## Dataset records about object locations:
===============

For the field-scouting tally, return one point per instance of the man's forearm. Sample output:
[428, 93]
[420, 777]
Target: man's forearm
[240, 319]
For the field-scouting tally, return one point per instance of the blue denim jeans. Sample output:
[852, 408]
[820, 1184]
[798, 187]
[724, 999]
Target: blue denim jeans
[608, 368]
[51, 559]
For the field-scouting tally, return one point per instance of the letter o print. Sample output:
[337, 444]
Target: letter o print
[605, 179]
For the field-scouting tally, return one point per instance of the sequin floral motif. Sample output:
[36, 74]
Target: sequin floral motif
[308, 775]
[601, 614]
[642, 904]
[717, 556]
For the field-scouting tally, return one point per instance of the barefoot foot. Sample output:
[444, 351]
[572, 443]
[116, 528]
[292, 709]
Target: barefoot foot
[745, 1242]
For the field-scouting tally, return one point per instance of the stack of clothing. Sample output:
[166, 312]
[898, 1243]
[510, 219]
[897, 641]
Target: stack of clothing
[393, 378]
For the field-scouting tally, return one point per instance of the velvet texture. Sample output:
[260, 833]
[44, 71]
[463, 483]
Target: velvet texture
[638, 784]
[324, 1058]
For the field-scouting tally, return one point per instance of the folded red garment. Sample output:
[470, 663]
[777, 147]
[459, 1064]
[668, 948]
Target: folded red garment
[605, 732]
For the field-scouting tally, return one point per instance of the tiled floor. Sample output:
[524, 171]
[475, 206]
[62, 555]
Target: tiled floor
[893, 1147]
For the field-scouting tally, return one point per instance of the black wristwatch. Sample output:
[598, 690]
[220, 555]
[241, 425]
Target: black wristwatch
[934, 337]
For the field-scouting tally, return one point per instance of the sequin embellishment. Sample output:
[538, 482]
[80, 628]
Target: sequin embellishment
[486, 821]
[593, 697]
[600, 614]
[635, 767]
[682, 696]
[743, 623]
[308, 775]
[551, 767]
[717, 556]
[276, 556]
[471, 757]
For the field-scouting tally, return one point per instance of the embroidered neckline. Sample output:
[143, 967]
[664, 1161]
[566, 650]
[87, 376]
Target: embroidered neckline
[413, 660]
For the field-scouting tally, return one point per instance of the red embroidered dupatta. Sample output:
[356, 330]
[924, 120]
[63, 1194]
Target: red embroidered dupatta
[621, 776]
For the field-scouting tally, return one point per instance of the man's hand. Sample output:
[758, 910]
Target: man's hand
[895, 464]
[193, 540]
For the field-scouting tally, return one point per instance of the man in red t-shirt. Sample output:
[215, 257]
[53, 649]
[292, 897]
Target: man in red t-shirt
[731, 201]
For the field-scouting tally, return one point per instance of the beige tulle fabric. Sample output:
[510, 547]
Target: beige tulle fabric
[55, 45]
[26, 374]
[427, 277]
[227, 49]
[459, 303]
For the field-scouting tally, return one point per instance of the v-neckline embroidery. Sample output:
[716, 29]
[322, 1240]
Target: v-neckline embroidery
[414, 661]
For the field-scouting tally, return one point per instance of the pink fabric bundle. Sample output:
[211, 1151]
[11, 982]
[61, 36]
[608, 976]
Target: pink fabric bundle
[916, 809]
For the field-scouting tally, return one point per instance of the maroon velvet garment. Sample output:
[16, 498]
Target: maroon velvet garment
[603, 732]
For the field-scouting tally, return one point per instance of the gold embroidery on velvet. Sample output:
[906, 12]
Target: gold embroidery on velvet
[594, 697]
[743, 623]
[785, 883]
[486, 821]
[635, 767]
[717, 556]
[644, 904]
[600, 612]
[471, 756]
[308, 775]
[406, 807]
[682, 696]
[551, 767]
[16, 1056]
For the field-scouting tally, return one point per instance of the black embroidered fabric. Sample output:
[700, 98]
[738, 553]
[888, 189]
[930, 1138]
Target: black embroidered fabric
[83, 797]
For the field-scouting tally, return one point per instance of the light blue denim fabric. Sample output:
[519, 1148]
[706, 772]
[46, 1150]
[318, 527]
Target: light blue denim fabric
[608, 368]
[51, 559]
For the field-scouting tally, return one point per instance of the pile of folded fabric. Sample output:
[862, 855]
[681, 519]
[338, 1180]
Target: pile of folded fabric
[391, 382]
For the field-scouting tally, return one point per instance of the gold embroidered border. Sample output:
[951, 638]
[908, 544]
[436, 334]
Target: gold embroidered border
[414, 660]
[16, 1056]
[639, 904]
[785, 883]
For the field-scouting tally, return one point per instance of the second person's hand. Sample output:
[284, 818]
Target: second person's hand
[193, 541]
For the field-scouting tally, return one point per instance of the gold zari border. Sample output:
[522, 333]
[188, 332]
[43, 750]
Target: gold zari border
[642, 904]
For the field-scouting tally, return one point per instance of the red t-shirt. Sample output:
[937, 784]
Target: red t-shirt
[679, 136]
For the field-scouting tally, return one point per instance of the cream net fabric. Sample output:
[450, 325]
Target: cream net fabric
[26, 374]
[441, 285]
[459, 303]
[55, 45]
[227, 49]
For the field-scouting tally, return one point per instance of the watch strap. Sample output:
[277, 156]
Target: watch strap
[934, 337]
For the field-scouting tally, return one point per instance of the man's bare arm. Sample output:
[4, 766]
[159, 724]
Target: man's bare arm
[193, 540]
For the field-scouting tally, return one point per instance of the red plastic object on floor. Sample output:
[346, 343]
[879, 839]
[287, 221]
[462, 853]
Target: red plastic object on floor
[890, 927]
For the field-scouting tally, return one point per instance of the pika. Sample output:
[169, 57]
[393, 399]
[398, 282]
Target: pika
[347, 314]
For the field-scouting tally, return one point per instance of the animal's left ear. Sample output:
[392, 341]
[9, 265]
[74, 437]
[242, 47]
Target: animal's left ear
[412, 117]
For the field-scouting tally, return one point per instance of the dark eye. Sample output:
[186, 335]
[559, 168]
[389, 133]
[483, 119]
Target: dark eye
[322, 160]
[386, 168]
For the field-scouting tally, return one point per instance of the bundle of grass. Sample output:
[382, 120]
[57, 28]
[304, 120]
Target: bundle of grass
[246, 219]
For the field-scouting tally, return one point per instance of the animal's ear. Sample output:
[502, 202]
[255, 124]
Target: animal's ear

===============

## Task to carry out:
Exactly as written, give again every line from the one containing "of the watch" through the last line of the material above, and no other lines.

## Completed exercise:
For the field-scouting tally, return one point per instance of the watch strap. Sample output:
[277, 156]
Target: watch strap
[934, 337]
For the field-scouting tally, return one point per instance of the man's bare arm. Sample output:
[4, 766]
[159, 724]
Target: man's bare arm
[193, 540]
For the field-scouting tally, return one point per instance of the red plastic object on floor. Sample output:
[346, 343]
[879, 839]
[287, 221]
[462, 853]
Target: red plastic object on floor
[890, 927]
For the field-scouting tally, return one point per instance of the pika. Sample output:
[169, 57]
[393, 399]
[398, 282]
Target: pika
[347, 314]
For the field-scouting tally, return one point per instance of the animal's left ear. Sample output:
[392, 341]
[9, 265]
[74, 437]
[242, 47]
Target: animal's left ear
[412, 117]
For the field-scouting tally, return one point per instance of the dark eye. Sample output:
[186, 335]
[559, 168]
[389, 133]
[483, 119]
Target: dark eye
[322, 160]
[386, 168]
For the field-scouting tally, return one point per instance of the bundle of grass. Sample output:
[382, 120]
[57, 28]
[304, 120]
Target: bundle of grass
[246, 219]
For the field-scouting tally, return one point per instance of the animal's ear. Sample output:
[502, 202]
[255, 124]
Target: animal's ear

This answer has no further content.